SOURCE DOCUMENT:

+---+

She deliberately married a man of genius,
whom she recognised as destined to make a heavy mark on his age. She had
her man of genius, and he put his life into his books. And what a life!
And what books! The sufficient answer to all the Watkinson tribe is to
point to Carlyle's thirty volumes. This is the man. Such work implies
a certain martyrdom, and those who stood beside him should not have
complained so lustily that they were scorched by the fire. Carlyle did a
giant's work, and he had a right to some failings. Freethinkers see them
as well as Mr. Watkinson, but they are aware that no man is perfect,
and they do not hold up Carlyle, or any other sceptic, as a model for
universal imitation.
Mr. Watkinson's remarks on George Eliot are simply brutal. She was a
"wanton." She "lived in free-love with George Henry Lewes." She had
no excuse for her "license." She was "full of insincerity, cant, and
hypocrisy." And so on _ad nauseam_. To call Mr. Watkinson a liar would
be to descend to his level. Let us simply look at the facts. George
Eliot lived with George Henry Lewes as his wife. She had no vagrant
attachments. Her connection with Lewes only terminated with his death.

+---+

Dataset records about object locations

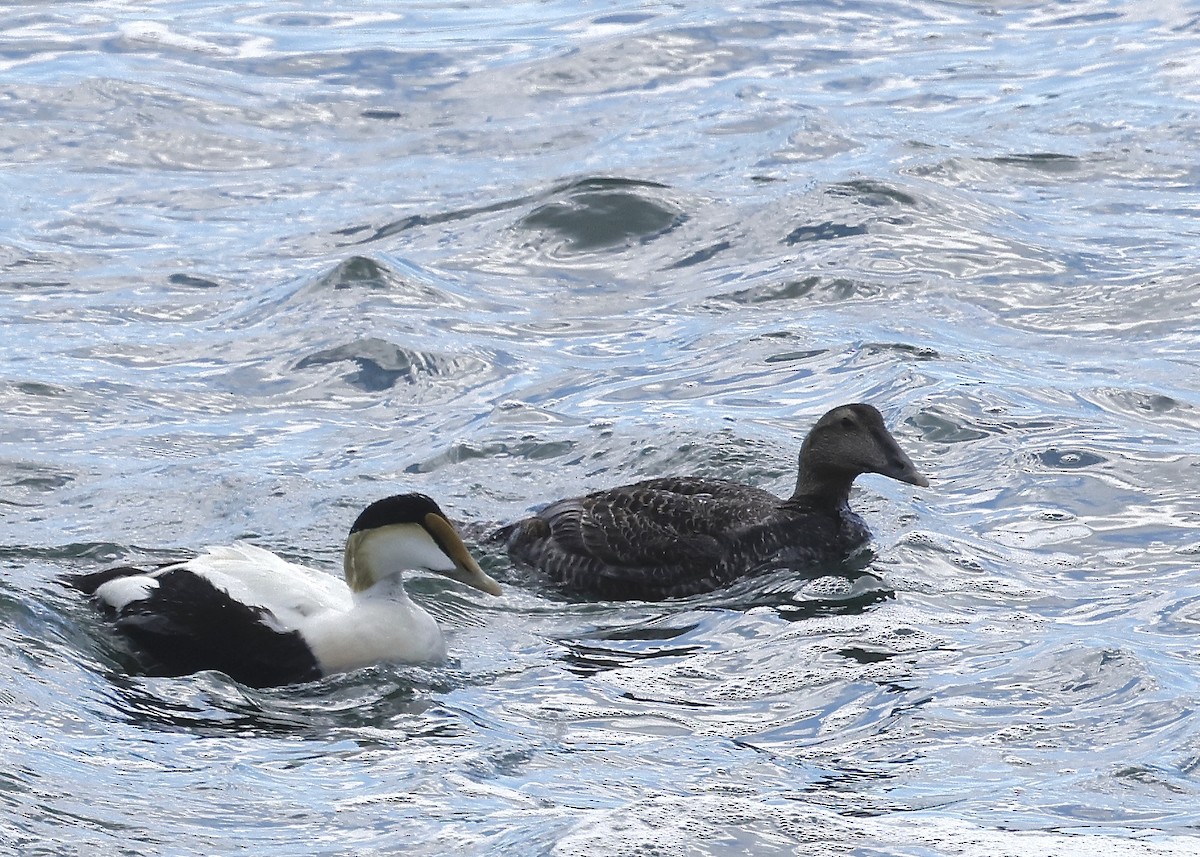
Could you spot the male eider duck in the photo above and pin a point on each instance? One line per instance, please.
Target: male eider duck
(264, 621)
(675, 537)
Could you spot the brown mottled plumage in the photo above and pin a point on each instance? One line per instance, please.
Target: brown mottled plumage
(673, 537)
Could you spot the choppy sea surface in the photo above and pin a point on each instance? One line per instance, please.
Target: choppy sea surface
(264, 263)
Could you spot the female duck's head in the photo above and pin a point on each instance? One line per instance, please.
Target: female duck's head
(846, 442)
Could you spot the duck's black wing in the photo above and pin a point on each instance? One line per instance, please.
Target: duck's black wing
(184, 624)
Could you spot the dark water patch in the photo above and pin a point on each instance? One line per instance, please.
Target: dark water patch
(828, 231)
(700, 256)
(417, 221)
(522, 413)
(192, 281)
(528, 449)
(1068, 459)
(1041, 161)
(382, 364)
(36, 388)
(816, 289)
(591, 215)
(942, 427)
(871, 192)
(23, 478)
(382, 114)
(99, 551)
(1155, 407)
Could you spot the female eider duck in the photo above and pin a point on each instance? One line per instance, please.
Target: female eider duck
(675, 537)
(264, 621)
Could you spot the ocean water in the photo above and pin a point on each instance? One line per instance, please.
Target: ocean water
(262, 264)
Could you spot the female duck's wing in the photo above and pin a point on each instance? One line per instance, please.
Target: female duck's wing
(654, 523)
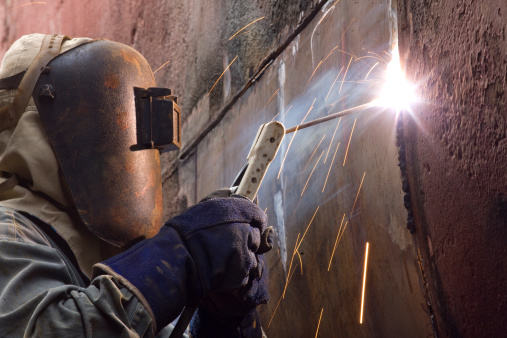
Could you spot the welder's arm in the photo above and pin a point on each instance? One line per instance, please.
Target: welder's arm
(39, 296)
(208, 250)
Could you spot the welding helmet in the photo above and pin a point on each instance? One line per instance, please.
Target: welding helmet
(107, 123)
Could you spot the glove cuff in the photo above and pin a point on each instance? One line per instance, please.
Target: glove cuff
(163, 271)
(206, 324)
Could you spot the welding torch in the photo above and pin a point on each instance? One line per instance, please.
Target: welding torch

+---+

LIST OF TASKS:
A: Which people does the passage on Carlyle and George Eliot mention by name?
B: In the entries, substitute "work glove" for "glove cuff" everywhere from the line containing "Could you spot the glove" down to the end of the entries, and give those lines again with nothing else changed.
The passage on Carlyle and George Eliot and the entries come from unrelated sources.

EXPECTED RESULTS:
A: Carlyle, Mr. Watkinson, George Eliot, George Henry Lewes

B:
Could you spot the work glove in the photo above and pin a point on each instance? One line per instance, please.
Target: work glove
(163, 271)
(206, 324)
Could you spot the welding torch in the photo above and pin a point on each instance? One line per instance, please.
Target: welding torch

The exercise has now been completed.